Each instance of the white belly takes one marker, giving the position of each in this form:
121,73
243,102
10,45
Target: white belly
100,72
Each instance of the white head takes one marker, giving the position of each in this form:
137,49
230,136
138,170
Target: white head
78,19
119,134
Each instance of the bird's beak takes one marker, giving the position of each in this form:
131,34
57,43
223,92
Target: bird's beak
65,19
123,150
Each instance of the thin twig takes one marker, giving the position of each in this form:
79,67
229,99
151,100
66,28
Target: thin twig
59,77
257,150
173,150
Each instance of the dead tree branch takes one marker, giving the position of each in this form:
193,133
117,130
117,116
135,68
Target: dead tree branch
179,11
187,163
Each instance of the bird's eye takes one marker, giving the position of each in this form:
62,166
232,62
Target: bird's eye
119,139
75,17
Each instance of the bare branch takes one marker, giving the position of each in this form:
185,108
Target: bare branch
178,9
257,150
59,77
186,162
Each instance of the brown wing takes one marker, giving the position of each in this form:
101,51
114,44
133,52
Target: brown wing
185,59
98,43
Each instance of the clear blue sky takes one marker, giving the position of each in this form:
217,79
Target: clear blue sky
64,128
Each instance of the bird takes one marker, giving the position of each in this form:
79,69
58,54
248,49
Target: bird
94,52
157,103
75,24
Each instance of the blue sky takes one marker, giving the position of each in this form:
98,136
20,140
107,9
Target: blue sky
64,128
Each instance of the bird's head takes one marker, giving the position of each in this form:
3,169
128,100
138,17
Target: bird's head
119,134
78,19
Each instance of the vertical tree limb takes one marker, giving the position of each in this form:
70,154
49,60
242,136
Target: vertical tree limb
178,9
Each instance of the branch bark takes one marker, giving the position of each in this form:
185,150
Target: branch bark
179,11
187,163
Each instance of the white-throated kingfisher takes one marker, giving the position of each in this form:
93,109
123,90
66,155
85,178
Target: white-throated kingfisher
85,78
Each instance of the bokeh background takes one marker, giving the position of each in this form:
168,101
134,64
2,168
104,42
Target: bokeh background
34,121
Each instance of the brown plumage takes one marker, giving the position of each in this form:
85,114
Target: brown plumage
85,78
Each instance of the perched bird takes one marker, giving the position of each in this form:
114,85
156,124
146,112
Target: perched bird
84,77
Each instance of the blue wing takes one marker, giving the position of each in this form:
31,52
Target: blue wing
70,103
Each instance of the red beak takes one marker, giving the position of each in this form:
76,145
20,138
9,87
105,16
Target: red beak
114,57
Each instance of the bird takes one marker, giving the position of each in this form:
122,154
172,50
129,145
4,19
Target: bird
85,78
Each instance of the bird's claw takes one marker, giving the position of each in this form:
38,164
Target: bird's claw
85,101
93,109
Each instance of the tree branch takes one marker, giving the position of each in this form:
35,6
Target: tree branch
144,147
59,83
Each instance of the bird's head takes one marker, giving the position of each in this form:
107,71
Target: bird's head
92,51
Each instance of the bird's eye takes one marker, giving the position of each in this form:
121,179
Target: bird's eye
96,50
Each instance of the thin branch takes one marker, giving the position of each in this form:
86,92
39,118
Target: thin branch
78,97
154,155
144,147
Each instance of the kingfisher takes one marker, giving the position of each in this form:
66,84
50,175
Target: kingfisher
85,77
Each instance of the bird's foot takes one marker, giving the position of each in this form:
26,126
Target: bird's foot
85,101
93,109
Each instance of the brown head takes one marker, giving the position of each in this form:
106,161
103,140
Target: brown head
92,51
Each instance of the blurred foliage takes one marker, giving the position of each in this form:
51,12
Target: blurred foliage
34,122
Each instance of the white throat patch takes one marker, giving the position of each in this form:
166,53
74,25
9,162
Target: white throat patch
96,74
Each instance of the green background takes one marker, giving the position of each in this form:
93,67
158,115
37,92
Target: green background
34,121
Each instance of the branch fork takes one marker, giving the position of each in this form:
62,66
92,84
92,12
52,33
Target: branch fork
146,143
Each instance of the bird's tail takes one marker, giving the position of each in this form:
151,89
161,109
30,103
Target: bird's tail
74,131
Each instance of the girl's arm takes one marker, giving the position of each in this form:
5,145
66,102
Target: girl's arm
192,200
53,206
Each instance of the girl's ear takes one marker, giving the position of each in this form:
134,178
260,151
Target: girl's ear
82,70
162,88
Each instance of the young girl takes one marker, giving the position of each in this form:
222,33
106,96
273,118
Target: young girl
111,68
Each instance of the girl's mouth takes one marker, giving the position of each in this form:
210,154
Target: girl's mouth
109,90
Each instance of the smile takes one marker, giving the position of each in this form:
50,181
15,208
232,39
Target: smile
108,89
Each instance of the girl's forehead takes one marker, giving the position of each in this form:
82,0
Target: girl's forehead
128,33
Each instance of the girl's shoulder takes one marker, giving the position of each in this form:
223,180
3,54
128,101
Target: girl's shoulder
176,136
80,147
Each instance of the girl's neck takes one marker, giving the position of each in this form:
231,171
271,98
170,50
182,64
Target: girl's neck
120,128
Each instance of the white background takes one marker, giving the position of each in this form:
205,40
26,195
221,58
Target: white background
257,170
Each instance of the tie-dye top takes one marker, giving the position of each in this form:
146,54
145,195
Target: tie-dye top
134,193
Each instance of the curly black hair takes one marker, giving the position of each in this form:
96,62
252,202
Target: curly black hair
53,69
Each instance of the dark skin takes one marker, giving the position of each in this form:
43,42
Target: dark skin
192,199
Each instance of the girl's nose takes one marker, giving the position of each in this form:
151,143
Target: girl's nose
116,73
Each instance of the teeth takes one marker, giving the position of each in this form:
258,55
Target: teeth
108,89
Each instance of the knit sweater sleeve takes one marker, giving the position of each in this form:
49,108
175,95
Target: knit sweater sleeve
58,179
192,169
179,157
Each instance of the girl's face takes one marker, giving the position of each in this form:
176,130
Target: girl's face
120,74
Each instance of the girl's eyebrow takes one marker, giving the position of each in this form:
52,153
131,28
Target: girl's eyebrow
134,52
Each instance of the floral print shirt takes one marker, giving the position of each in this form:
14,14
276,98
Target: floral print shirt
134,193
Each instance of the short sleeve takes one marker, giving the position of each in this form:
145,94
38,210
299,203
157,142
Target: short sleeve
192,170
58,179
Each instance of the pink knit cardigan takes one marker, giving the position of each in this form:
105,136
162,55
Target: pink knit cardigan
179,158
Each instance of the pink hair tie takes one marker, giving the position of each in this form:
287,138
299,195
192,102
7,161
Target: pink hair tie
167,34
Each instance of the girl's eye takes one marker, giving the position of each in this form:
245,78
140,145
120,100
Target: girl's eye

Problem details
Print the records once more, exactly as they were given.

Written solution
Each instance of the white belly takes one marker, giving the position of each in this form:
121,73
243,102
10,45
Target: white belly
100,72
Each instance of the white head takes one marker, giving the position of each in this form:
137,49
230,136
138,170
Target: white head
78,19
119,134
Each instance of the bird's beak takes one marker, giving the position of each in this form:
131,34
57,43
223,92
Target: bird's beak
65,19
123,150
Each instance of the thin twig takes one marker, giving the position of each in this form:
79,67
229,99
151,100
66,28
Target: thin twig
59,77
257,150
173,150
Each instance of the dead tree branch takes one marker, giving the position of each in this form:
193,133
117,130
117,116
135,68
Target: dead tree branch
179,11
187,163
Each instance of the bird's eye takes one marker, giving the position of each in this form:
62,166
232,62
Target: bird's eye
119,139
75,17
Each instance of the bare branch takes one marker, giving the position of each in this form:
185,108
Target: bare branch
178,9
257,150
59,77
186,162
Each instance of the brown wing takes one marker, giving the position of each in this form:
101,51
114,44
133,52
Target: brown wing
185,59
98,43
Each instance of the clear blue sky takes one marker, giving the position of each in this form:
217,79
Target: clear blue sky
64,128
Each instance of the bird takes one marker, giving the position of each in this form:
79,69
58,54
248,49
Target: bird
94,52
157,103
75,24
Each instance of the blue sky takes one marker, giving the position of each in this form:
98,136
20,140
107,9
Target: blue sky
64,128
Each instance of the bird's head takes one marker, giving the position of each in this form:
3,169
128,100
138,17
Target: bird's head
119,134
78,19
Each instance of the vertical tree limb takes one marker, giving the position of each in this form:
70,154
49,60
242,136
Target: vertical tree limb
178,9
Each instance of the branch bark takes one marker, giving the position of each in this form:
185,150
Target: branch bark
179,11
187,163
Each instance of the white-throated kingfisher takes one marker, giving the position of each in this form:
93,109
123,90
66,155
85,178
Target: white-throated kingfisher
85,78
Each instance of the bokeh background takes one marker, giving the position of each in this form:
168,101
134,64
2,168
104,42
Target: bokeh background
34,121
Each instance of the brown plumage takes one marker, giving the position of each in this form:
85,114
Target: brown plumage
85,78
Each instance of the perched bird takes one marker, giving the position of each in this form:
114,85
156,124
146,112
Target: perched bird
84,77
Each instance of the blue wing takes one marker, giving the position of each in this form:
31,52
Target: blue wing
70,103
Each instance of the red beak takes one marker, giving the position of each in this form:
76,145
20,138
9,87
105,16
Target: red beak
114,57
Each instance of the bird takes one marker, giving the position of each in this form:
122,154
172,50
129,145
4,19
Target: bird
85,78
Each instance of the bird's claw takes one marker, giving the position of each in this form:
38,164
Target: bird's claw
85,101
93,109
Each instance of the tree branch takes one marker, giving the position of each in this form:
35,6
Target: tree branch
144,147
59,83
Each instance of the bird's head takes one marker, giving the position of each in this form:
107,71
Target: bird's head
92,51
Each instance of the bird's eye takes one marker, giving the position of each in this form:
121,179
Target: bird's eye
96,50
Each instance of the thin branch takes one marker, giving the position of each in this form:
86,92
39,118
Target: thin branch
78,97
154,155
144,147
Each instance of the kingfisher takes one marker, giving the position of each in this form:
66,84
50,175
Target: kingfisher
85,77
Each instance of the bird's foot takes one marker, giving the position of each in this form:
26,126
Target: bird's foot
85,101
93,109
Each instance of the brown head takes one marker, giving the position of each in this form:
106,161
103,140
Target: brown head
92,51
Each instance of the blurred foliage takes one marker, giving the position of each in this form:
51,12
Target: blurred foliage
34,122
Each instance of the white throat patch takes one marker, giving the position of each in this form:
166,53
74,25
9,162
Target: white throat patch
96,74
Each instance of the green background takes one marker, giving the position of each in this form:
93,67
158,115
37,92
Target: green background
34,121
Each instance of the branch fork takes one marker, giving the position of each in this form:
62,66
92,84
92,12
52,33
Target: branch fork
146,143
Each instance of the bird's tail takes one marker, giving the position of each in this form:
151,89
161,109
30,103
Target: bird's tail
74,131
Each instance of the girl's arm takes one marker, giving the position of each in this form:
5,145
66,102
Target: girl's arm
192,200
53,206
Each instance of the girl's ear takes one marker, giving the position of each in this form:
134,178
260,151
Target: girl's ear
82,70
162,88
Each instance of the young girl takes one marker, giving the position of each in this form:
222,33
106,96
273,118
Target: young girl
111,68
Each instance of the girl's mouth takes one marker, giving the position of each in this form:
210,154
Target: girl's mouth
109,90
Each instance of the smile takes one marker, giving the position of each in this form:
50,181
15,208
232,39
Target: smile
108,89
Each instance of the girl's forehead takes one marker, giving the position of each in this form:
82,0
Target: girl's forehead
128,33
Each instance of the girl's shoulder takes one marker, giving the position of each in this form:
223,180
3,54
128,101
Target: girl's shoulder
176,136
80,147
Each instance of the girl's neck takes one marker, giving the position of each in this form:
231,171
271,98
170,50
182,64
Target: girl's neck
120,128
Each instance of the white background takes one marker, giving the position of each in this form:
205,40
26,195
221,58
Target: white background
257,170
Each instance of the tie-dye top takes one marker, giving the position of each in this form:
146,54
145,195
Target: tie-dye top
134,193
Each instance of the curly black hair takes one marker, giving the position of each in this form:
96,62
252,202
Target: curly black hair
53,69
Each instance of the dark skin takes one marker, giving the position of each in this form:
43,42
Target: dark skin
192,199
Each instance of the girl's nose takes one marker, giving the position of each in this form:
151,143
Target: girl's nose
116,73
Each instance of the teeth takes one marker, giving the position of each in this form:
258,55
Target: teeth
108,89
Each instance of the knit sweater sleeve takes one marker, giving the position of each in this form:
49,108
175,95
Target: knit sweater sleeve
58,179
192,169
179,157
Each instance of the girl's face takes one marker, giving the position of each in this form:
176,130
Target: girl's face
120,74
Each instance of the girl's eyebrow takes one marker, giving the position of each in this form:
52,153
131,28
Target: girl's eyebrow
134,52
Each instance of the floral print shirt takes one marker, giving the position of each in this form:
14,14
276,98
Target: floral print shirt
134,193
Each instance of the short sleeve takes one marker, giving the position of each in this form:
145,94
38,210
299,203
157,142
Target: short sleeve
192,170
58,179
Each instance of the pink knit cardigan takes one marker, giving the position of each in this form:
105,136
162,55
Target: pink knit cardigan
179,158
Each instance of the pink hair tie takes one marker, giving the position of each in this form:
287,138
299,195
192,102
7,161
Target: pink hair tie
167,34
Each instance of the girl's eye takes one marker, giving the position of each in this form:
245,78
140,145
120,100
Target: girl's eye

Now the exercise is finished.